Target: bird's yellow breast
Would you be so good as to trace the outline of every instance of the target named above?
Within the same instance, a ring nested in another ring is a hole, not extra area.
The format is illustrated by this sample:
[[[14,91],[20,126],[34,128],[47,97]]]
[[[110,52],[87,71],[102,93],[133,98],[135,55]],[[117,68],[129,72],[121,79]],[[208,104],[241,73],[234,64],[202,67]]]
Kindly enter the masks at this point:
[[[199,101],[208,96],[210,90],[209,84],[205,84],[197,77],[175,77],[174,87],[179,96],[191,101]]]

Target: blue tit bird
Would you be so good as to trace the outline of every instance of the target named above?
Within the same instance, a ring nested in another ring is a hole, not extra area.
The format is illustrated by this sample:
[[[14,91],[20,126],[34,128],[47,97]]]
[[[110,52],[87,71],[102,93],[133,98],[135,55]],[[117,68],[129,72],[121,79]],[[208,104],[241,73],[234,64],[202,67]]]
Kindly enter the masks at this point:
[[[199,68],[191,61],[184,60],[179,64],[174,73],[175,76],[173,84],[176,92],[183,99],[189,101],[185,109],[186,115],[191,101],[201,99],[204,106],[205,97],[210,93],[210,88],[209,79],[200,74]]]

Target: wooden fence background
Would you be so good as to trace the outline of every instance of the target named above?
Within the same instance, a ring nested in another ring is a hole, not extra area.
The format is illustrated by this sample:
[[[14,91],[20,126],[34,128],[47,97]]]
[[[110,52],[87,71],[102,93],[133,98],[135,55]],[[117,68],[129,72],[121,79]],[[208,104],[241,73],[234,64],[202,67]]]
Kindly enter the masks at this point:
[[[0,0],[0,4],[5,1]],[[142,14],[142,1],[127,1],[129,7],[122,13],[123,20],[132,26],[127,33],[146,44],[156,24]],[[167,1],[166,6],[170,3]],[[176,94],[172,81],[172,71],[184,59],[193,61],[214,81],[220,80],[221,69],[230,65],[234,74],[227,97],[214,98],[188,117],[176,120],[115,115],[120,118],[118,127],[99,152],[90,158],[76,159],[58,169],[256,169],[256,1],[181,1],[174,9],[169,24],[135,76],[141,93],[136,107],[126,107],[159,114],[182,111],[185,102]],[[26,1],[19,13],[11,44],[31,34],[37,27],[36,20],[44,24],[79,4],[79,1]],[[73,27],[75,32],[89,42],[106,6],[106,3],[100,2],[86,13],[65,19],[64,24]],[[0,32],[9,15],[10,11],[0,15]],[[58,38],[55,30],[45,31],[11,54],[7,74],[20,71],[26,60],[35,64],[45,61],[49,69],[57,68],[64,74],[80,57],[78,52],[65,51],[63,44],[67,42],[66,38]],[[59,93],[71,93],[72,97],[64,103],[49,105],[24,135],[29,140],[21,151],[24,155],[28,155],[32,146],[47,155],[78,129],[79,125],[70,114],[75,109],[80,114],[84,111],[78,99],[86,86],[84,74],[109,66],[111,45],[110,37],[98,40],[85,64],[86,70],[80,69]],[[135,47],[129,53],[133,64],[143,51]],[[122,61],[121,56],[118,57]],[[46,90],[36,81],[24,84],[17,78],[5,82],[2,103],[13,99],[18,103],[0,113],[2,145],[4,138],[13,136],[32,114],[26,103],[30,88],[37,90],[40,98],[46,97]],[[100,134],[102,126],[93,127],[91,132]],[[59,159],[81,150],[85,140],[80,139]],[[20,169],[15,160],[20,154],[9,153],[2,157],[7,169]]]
----
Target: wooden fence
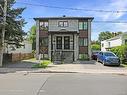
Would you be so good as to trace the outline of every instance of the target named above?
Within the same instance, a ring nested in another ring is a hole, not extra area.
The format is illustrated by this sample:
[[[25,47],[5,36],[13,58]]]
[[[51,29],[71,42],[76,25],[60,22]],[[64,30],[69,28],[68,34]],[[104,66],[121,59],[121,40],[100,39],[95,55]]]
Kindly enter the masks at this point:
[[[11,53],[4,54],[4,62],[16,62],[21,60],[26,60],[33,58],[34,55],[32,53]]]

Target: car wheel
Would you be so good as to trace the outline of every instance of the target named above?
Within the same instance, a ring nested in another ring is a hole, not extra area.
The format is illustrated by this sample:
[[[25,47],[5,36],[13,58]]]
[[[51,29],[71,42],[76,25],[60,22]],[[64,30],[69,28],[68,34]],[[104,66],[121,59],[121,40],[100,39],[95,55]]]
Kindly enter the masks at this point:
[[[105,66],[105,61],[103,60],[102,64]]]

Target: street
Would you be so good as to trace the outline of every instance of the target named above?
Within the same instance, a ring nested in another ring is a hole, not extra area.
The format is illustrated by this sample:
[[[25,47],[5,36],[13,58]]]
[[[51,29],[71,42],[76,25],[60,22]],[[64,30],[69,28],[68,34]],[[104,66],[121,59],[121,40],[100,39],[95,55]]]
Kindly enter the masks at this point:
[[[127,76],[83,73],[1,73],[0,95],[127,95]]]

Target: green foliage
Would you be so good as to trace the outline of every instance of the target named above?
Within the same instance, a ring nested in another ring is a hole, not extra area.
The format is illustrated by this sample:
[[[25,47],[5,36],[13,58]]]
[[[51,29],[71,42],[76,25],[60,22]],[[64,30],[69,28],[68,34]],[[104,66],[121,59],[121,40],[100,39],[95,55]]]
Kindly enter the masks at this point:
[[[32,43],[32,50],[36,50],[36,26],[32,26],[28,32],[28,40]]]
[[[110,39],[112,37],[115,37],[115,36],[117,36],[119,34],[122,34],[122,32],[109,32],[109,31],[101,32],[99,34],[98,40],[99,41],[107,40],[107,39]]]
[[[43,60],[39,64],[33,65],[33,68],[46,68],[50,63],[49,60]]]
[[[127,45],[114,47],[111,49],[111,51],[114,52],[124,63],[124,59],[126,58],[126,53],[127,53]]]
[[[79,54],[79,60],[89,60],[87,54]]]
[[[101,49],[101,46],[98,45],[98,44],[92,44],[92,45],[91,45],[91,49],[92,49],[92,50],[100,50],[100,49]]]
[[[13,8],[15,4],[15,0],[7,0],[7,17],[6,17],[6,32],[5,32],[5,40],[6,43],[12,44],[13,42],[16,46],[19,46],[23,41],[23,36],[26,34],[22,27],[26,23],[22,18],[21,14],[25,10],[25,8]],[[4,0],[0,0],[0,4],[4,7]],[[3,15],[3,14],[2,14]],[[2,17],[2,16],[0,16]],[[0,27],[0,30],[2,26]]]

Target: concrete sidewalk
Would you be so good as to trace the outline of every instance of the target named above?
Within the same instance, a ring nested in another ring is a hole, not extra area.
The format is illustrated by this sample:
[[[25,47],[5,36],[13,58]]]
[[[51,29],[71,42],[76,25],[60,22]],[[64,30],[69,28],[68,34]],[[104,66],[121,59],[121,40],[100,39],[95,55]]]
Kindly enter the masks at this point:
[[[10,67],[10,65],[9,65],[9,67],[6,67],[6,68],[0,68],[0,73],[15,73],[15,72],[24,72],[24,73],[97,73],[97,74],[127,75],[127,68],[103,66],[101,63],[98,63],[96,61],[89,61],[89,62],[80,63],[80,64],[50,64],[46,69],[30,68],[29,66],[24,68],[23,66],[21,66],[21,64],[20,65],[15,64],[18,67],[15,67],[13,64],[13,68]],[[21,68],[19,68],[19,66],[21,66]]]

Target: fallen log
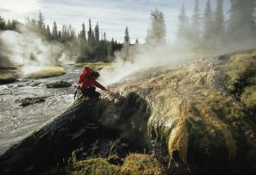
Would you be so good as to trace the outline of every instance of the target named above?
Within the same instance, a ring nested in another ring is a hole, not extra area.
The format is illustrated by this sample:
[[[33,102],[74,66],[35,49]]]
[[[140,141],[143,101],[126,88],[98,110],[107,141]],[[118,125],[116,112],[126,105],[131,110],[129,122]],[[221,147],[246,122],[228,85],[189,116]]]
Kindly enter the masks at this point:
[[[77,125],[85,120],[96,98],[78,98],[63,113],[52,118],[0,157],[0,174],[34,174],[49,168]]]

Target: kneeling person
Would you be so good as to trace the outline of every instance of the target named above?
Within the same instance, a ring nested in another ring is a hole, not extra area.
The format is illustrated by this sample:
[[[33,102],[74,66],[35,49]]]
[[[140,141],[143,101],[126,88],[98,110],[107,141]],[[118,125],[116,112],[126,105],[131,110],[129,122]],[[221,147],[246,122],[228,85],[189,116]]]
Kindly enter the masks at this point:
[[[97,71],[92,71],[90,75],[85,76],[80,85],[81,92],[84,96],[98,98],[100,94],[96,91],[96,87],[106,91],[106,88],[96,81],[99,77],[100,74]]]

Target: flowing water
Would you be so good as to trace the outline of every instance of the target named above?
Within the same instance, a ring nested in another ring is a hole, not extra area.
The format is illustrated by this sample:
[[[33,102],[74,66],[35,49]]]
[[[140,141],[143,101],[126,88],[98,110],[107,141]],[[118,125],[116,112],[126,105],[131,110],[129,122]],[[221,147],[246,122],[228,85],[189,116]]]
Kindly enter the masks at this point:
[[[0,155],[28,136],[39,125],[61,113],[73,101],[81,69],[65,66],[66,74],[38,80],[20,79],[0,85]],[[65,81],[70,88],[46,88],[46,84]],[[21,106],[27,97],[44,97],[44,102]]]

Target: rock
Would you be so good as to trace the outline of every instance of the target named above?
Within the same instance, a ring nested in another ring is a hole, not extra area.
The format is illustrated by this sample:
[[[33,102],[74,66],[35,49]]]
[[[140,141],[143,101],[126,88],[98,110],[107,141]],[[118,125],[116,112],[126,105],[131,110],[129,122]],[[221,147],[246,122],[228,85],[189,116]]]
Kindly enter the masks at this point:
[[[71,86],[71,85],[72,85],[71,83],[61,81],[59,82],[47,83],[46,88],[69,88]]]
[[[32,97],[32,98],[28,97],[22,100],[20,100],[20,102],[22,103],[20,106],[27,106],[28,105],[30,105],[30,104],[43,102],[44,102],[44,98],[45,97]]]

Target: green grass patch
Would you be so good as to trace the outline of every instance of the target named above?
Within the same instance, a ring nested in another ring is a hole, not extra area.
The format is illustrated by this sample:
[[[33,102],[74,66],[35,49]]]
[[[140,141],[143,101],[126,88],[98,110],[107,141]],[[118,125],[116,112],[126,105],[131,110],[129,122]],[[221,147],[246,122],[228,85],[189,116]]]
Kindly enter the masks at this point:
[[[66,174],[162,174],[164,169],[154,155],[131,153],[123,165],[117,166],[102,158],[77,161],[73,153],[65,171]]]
----
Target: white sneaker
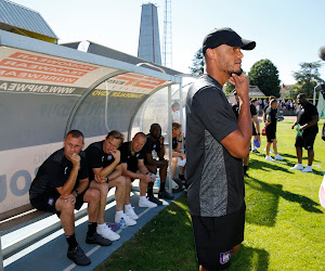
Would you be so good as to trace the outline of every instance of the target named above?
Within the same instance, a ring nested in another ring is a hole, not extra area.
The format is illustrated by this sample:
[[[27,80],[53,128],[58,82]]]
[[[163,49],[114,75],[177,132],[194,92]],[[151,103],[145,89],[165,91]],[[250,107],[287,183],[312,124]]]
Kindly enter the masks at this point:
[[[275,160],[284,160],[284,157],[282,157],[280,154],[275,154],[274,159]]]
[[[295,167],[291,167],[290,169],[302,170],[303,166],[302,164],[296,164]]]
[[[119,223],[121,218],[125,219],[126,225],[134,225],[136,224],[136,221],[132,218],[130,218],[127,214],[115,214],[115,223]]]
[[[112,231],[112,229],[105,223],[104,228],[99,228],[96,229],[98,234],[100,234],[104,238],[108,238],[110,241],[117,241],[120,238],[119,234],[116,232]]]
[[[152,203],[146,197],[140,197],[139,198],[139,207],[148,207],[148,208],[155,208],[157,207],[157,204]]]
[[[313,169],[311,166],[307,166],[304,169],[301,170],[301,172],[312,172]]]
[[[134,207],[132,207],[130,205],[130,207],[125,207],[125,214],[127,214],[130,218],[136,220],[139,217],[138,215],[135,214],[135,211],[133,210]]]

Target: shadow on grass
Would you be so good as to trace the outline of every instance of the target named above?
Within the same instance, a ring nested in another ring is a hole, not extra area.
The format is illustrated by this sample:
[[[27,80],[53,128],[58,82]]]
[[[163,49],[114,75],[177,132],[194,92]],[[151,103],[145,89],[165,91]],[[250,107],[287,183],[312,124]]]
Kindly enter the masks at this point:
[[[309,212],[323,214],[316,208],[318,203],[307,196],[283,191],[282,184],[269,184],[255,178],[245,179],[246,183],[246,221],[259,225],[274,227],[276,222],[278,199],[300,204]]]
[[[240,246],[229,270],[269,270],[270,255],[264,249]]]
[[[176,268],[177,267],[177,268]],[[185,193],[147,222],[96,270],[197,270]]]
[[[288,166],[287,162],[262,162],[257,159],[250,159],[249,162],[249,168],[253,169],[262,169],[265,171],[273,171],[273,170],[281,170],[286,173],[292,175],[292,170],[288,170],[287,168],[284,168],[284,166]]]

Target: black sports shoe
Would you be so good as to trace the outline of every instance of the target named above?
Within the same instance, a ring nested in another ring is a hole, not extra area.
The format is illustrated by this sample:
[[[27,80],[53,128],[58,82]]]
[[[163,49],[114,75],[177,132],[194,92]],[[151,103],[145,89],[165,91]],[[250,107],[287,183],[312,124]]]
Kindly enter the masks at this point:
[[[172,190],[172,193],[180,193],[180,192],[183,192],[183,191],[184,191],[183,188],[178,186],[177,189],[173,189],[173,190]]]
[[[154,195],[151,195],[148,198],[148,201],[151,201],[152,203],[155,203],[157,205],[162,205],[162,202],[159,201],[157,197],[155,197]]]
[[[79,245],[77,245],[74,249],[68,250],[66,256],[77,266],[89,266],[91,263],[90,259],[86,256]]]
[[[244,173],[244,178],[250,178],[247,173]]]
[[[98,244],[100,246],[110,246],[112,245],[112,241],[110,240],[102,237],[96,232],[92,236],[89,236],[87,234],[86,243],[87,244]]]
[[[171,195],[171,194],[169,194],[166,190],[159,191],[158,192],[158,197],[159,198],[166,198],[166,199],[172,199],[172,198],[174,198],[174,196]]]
----
◆ Set problem ◆
Which lines in the entries above contain the string "green"? Pull out each such line, and count only matches with the same capitalization.

◆ Task solution ◆
Target: green foliage
Target: green grass patch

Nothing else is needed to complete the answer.